Task instructions
Retype the records word for word, from the line that contains "compact like (289,468)." through the last line of the records, including both ends. Leave the pictures out of your copy.

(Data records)
--

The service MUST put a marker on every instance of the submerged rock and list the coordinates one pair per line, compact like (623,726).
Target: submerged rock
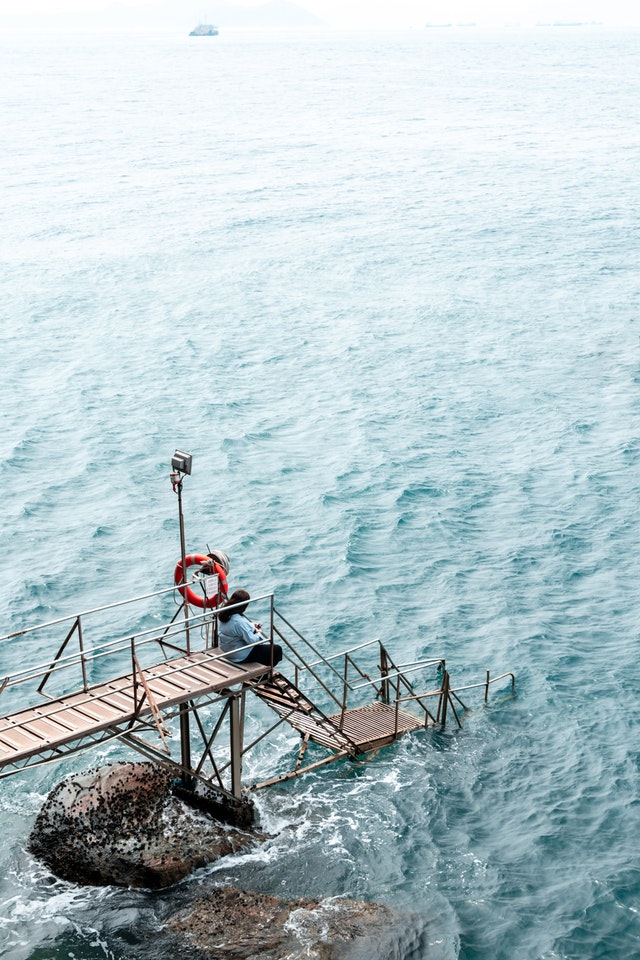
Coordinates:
(231,924)
(122,824)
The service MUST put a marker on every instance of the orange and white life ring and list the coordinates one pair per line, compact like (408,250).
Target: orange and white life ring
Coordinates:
(196,599)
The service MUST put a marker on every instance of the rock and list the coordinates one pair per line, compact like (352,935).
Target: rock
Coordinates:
(231,924)
(121,824)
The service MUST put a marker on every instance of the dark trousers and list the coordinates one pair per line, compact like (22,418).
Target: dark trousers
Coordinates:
(262,654)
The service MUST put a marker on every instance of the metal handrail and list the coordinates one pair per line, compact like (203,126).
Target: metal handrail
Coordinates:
(87,613)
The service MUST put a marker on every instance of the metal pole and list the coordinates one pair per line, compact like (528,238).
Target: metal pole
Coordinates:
(236,746)
(185,736)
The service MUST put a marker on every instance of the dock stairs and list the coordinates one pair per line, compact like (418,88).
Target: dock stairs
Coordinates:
(355,731)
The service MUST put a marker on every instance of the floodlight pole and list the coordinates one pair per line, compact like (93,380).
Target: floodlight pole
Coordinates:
(180,465)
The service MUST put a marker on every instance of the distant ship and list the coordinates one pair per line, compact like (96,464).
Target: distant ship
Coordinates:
(204,30)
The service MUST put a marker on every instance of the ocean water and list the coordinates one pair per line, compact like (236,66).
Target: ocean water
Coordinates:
(385,288)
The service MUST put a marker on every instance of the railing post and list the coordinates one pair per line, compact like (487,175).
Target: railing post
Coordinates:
(82,660)
(384,672)
(445,697)
(134,674)
(236,745)
(345,687)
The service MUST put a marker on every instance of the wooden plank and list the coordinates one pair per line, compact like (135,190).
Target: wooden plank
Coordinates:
(52,724)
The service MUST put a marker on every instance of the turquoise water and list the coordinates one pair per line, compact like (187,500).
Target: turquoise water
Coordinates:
(384,288)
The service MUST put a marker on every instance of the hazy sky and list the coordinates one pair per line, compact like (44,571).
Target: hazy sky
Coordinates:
(397,12)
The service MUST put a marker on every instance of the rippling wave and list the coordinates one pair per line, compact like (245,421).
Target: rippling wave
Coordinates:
(384,288)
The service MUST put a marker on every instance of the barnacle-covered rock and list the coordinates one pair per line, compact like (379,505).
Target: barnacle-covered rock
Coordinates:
(122,824)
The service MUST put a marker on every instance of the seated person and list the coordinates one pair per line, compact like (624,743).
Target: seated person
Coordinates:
(236,632)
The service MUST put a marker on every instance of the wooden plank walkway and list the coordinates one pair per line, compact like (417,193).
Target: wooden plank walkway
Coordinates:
(82,714)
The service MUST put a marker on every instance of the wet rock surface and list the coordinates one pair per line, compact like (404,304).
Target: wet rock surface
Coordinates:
(231,924)
(122,824)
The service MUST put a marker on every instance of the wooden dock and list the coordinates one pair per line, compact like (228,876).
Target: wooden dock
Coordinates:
(119,705)
(348,708)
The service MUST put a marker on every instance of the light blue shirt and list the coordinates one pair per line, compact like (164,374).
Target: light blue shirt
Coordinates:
(235,634)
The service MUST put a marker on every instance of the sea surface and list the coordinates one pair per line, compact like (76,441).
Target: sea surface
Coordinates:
(385,288)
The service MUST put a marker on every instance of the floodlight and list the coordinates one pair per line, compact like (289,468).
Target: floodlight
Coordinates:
(182,461)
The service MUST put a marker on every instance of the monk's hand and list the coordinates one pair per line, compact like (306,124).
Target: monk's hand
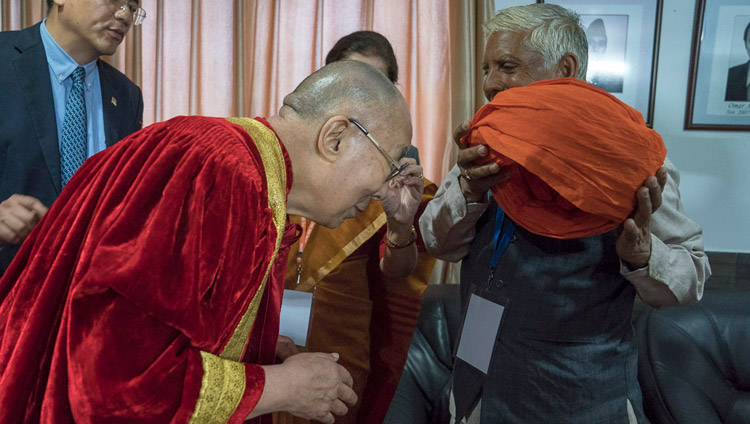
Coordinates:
(634,240)
(401,200)
(19,215)
(475,180)
(285,348)
(324,387)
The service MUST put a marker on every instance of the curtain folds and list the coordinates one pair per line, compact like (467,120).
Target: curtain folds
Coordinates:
(240,57)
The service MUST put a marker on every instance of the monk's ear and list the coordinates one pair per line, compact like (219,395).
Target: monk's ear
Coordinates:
(330,137)
(567,66)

--

Solved problem
The service MUST put a marker on every instance of the floodlight and list the coordinates one pair per line, compact like (289,468).
Target: floodlight
Coordinates:
(182,461)
The service MUST put a marker on every instance of the monk's hand and list the coordinates one pair per line, compact like (306,124).
Target: monk's hand
Coordinates:
(634,240)
(401,200)
(19,215)
(475,180)
(285,348)
(324,387)
The service MUST put a marker on every instance of the curtain folds and list the coordinates one pair per line, compact like (467,120).
Target: curtain folds
Coordinates:
(240,57)
The service MUST put a marker on every instance of the monk's ear and list the coordinates one pair per line, compact like (219,395).
Target: monk's ear
Coordinates:
(330,137)
(567,66)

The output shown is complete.